▶ _WHAT THE TASK REQUIRES_: The following data is to be repeated exactly, its pictures excluded.
════════
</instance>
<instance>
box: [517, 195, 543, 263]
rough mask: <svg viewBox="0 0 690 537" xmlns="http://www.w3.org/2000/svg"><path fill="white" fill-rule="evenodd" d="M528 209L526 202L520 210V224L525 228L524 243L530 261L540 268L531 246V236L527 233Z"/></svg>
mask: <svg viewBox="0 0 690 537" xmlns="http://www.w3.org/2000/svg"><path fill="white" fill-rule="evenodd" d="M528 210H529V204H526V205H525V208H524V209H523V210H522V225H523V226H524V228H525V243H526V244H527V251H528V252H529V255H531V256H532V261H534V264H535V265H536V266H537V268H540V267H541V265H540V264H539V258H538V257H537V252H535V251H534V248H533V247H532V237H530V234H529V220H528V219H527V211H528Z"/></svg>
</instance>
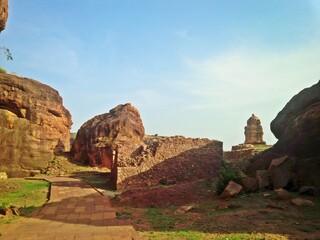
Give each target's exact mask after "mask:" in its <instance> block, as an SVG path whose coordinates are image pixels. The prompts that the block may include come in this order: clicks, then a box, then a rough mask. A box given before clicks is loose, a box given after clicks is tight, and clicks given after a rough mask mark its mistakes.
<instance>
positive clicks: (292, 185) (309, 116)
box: [247, 81, 320, 189]
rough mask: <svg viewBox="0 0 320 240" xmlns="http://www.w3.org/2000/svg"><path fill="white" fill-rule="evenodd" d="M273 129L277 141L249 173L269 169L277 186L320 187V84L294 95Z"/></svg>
mask: <svg viewBox="0 0 320 240" xmlns="http://www.w3.org/2000/svg"><path fill="white" fill-rule="evenodd" d="M271 130H272V132H273V133H274V135H275V136H276V137H277V138H278V142H277V143H276V144H275V145H274V146H273V147H272V148H270V149H269V150H267V151H265V152H264V153H262V154H260V155H259V156H257V157H255V158H254V159H253V161H252V162H251V164H250V165H249V166H248V169H247V170H248V173H250V174H251V175H254V174H255V172H256V170H259V169H269V171H270V170H272V172H270V173H271V174H272V175H273V176H272V178H274V179H278V180H279V181H278V180H277V183H275V182H273V185H276V186H278V187H287V188H296V189H297V188H298V187H300V186H303V185H312V186H316V187H318V188H320V81H319V82H318V83H317V84H315V85H313V86H311V87H309V88H306V89H304V90H302V91H301V92H299V93H298V94H297V95H295V96H294V97H293V98H292V99H291V100H290V101H289V102H288V103H287V104H286V106H285V107H284V108H283V109H282V110H281V111H280V112H279V113H278V115H277V117H276V118H275V119H274V120H273V121H272V123H271ZM277 159H281V162H279V161H277ZM273 160H274V161H273ZM272 161H273V164H272V165H270V164H271V163H272ZM275 168H276V169H275ZM284 176H285V177H284ZM280 183H281V184H280ZM279 184H280V185H279Z"/></svg>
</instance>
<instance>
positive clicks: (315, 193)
mask: <svg viewBox="0 0 320 240" xmlns="http://www.w3.org/2000/svg"><path fill="white" fill-rule="evenodd" d="M299 194H301V195H309V196H314V195H315V194H316V189H315V187H313V186H302V187H301V188H300V189H299Z"/></svg>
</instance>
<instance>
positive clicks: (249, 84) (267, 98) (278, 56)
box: [177, 45, 320, 108]
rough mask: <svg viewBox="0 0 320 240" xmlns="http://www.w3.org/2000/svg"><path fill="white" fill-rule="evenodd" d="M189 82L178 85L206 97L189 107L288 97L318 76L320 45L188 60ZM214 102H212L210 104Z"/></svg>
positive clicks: (183, 88)
mask: <svg viewBox="0 0 320 240" xmlns="http://www.w3.org/2000/svg"><path fill="white" fill-rule="evenodd" d="M185 64H186V66H187V67H188V69H189V74H188V77H189V79H188V80H187V81H179V82H178V83H177V84H178V85H179V87H181V88H182V89H184V91H186V92H188V93H189V94H191V95H193V96H196V97H198V98H199V100H201V99H202V100H203V104H199V103H197V104H194V105H191V106H189V107H190V108H217V107H218V106H221V107H223V108H228V107H235V106H241V105H248V104H252V102H272V101H275V100H278V99H279V98H282V97H283V96H284V97H285V98H286V99H287V98H288V97H289V96H292V94H295V93H297V91H300V90H301V89H302V88H305V87H307V86H309V85H311V84H313V83H315V82H316V81H317V80H318V79H319V77H320V73H319V69H320V47H319V46H316V45H313V46H309V47H306V48H301V49H297V50H292V51H288V52H281V53H278V52H268V51H261V49H260V50H258V49H248V48H247V49H244V48H242V49H241V50H233V51H229V52H227V53H224V54H222V55H220V56H213V57H211V58H207V59H201V60H196V59H191V58H187V59H185ZM209 103H211V104H209Z"/></svg>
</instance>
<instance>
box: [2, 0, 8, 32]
mask: <svg viewBox="0 0 320 240" xmlns="http://www.w3.org/2000/svg"><path fill="white" fill-rule="evenodd" d="M7 19H8V0H0V32H1V31H2V30H4V29H5V28H6V23H7Z"/></svg>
════════
▶ _TASK RESULT_:
</instance>
<instance>
box: [517, 195, 543, 263]
rough mask: <svg viewBox="0 0 690 537" xmlns="http://www.w3.org/2000/svg"><path fill="white" fill-rule="evenodd" d="M528 209L526 202L520 210V224L525 228L524 243L530 261L540 268L531 246V236L527 233Z"/></svg>
mask: <svg viewBox="0 0 690 537" xmlns="http://www.w3.org/2000/svg"><path fill="white" fill-rule="evenodd" d="M528 210H529V204H526V205H525V208H524V209H523V210H522V225H523V226H524V228H525V243H526V244H527V251H528V252H529V255H531V256H532V261H534V264H535V265H536V266H537V268H540V267H541V265H540V264H539V258H538V257H537V252H535V251H534V248H533V247H532V237H530V234H529V220H528V219H527V211H528Z"/></svg>
</instance>
Give each target's exact mask after "mask:" in its <instance> block, as an SVG path whose coordinates are image pixels. The prompts that the block may include come in this order: clicks, then a box, then a rough mask. A box given before clicks is loose, a box given after clicks is tight, and clicks given after a rough mask mark its mistakes.
<instance>
positive clicks: (292, 185) (309, 116)
box: [247, 81, 320, 189]
rough mask: <svg viewBox="0 0 320 240" xmlns="http://www.w3.org/2000/svg"><path fill="white" fill-rule="evenodd" d="M273 129L277 141L249 173L269 169L277 186L320 187V84L294 95Z"/></svg>
mask: <svg viewBox="0 0 320 240" xmlns="http://www.w3.org/2000/svg"><path fill="white" fill-rule="evenodd" d="M271 130H272V132H273V133H274V135H275V136H276V137H277V138H278V142H277V143H276V144H275V145H274V146H273V147H272V148H270V149H269V150H267V151H265V152H264V153H262V154H260V155H259V156H257V157H255V158H254V159H253V161H252V162H251V164H250V165H249V166H248V169H247V170H248V173H250V174H251V175H254V174H255V172H256V170H259V169H269V171H270V170H272V172H270V173H271V174H272V175H273V176H272V178H274V179H278V180H279V181H278V180H277V183H275V182H273V185H276V186H278V187H287V188H296V189H297V188H298V187H300V186H303V185H312V186H316V187H318V188H320V81H319V82H318V83H317V84H315V85H313V86H311V87H309V88H306V89H304V90H302V91H301V92H299V93H298V94H297V95H295V96H294V97H293V98H292V99H291V100H290V101H289V102H288V103H287V104H286V106H285V107H284V108H283V109H282V110H281V111H280V112H279V113H278V115H277V117H276V118H275V119H274V120H273V121H272V123H271ZM277 159H281V162H279V161H277ZM273 160H274V161H273ZM272 161H273V164H272V165H270V164H271V163H272ZM275 168H276V169H275ZM284 176H285V177H284ZM280 183H281V184H280ZM279 184H280V185H279Z"/></svg>
</instance>
<instance>
positive clicks: (315, 193)
mask: <svg viewBox="0 0 320 240" xmlns="http://www.w3.org/2000/svg"><path fill="white" fill-rule="evenodd" d="M299 194H301V195H309V196H314V195H315V194H316V189H315V187H313V186H302V187H301V188H300V189H299Z"/></svg>
</instance>
<instance>
positive clicks: (249, 84) (267, 98) (278, 56)
box: [177, 45, 320, 108]
rough mask: <svg viewBox="0 0 320 240" xmlns="http://www.w3.org/2000/svg"><path fill="white" fill-rule="evenodd" d="M189 82L178 85L206 97L189 107L288 97L318 76L320 45L188 60ZM214 102H212L210 104Z"/></svg>
positive clicks: (183, 88)
mask: <svg viewBox="0 0 320 240" xmlns="http://www.w3.org/2000/svg"><path fill="white" fill-rule="evenodd" d="M185 64H186V66H187V67H188V69H189V74H188V77H189V79H188V80H187V81H179V82H178V83H177V84H178V85H179V87H181V88H182V89H184V91H186V92H188V93H189V94H191V95H193V96H196V97H198V98H199V100H201V99H202V100H203V104H199V103H197V104H194V105H191V106H189V107H190V108H217V107H218V106H221V107H223V108H228V107H235V106H241V105H248V104H252V102H272V101H275V100H278V99H279V98H282V97H283V96H284V97H285V98H286V99H287V98H288V97H289V96H292V94H295V93H297V91H300V90H301V89H302V88H305V87H307V86H309V85H311V84H313V83H315V82H316V81H317V80H318V79H319V77H320V73H319V69H320V47H319V46H316V45H313V46H309V47H306V48H301V49H297V50H292V51H288V52H281V53H278V52H268V51H261V49H260V50H258V49H248V48H247V49H244V48H242V49H241V50H233V51H229V52H227V53H224V54H222V55H220V56H213V57H211V58H207V59H201V60H196V59H191V58H187V59H185ZM209 103H211V104H209Z"/></svg>
</instance>
<instance>
box: [2, 0, 8, 32]
mask: <svg viewBox="0 0 320 240" xmlns="http://www.w3.org/2000/svg"><path fill="white" fill-rule="evenodd" d="M7 19H8V0H0V32H1V31H2V30H4V29H5V28H6V23H7Z"/></svg>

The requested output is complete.